### WHAT THE TASK ASKS
Retype the lines below, from the line containing "Task: give one point on each instance of the white sign" through the end of the lines, without changing anything.
— BEGIN EXTRACTED RECORDS —
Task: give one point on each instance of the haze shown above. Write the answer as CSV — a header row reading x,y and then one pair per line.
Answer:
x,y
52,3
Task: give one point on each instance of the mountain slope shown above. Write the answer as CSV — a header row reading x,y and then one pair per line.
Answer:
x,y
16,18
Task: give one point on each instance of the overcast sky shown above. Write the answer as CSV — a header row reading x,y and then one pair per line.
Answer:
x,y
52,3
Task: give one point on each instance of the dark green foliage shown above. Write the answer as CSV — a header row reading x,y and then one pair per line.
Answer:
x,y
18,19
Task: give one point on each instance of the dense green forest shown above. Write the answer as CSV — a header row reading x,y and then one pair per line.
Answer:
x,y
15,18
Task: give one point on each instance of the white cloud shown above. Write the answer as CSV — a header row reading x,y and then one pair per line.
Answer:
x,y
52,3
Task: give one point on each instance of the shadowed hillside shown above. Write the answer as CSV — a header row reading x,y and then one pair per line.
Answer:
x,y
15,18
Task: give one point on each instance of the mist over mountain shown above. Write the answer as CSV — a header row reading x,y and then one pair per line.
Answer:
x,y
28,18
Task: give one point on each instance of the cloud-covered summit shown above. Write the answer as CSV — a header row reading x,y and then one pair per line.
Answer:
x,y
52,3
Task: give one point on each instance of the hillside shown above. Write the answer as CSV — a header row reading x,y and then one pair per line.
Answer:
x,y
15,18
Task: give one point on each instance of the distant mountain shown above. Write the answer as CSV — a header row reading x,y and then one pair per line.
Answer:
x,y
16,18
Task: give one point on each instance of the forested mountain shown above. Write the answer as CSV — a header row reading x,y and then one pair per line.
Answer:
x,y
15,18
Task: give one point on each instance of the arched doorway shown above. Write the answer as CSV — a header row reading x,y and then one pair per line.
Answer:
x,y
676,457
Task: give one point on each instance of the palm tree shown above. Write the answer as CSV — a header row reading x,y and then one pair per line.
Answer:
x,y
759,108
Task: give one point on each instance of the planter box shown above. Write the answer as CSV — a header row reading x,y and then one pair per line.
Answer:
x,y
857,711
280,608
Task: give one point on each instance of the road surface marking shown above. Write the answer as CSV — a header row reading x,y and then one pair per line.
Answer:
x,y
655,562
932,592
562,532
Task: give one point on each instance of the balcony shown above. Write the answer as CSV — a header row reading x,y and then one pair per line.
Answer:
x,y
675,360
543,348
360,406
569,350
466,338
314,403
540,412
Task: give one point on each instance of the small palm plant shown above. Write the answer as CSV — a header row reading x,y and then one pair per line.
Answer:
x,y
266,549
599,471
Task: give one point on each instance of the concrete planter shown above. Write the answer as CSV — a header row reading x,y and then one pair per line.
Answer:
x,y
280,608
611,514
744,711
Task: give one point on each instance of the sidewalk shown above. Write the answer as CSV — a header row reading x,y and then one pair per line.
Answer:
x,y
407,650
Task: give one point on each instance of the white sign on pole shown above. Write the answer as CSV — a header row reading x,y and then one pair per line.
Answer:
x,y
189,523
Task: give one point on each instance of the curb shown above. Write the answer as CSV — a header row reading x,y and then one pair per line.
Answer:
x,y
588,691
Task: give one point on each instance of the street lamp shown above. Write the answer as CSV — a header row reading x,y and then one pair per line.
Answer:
— END EXTRACTED RECORDS —
### TASK RESULT
Task: give one point on each instance of the white sign on pole shown above. Write the answer as CSV — a header row reading x,y and then one pair per line.
Answer:
x,y
189,523
Task: give one point on each instance of the curb shown above. Write the answer as CSV — a header row reading x,y and then one pair per line.
Answer:
x,y
588,691
Task: give one point on each instance of the street lamp shown above. Write the answer as CSV — a header row reading x,y and then one pair per line.
Answer:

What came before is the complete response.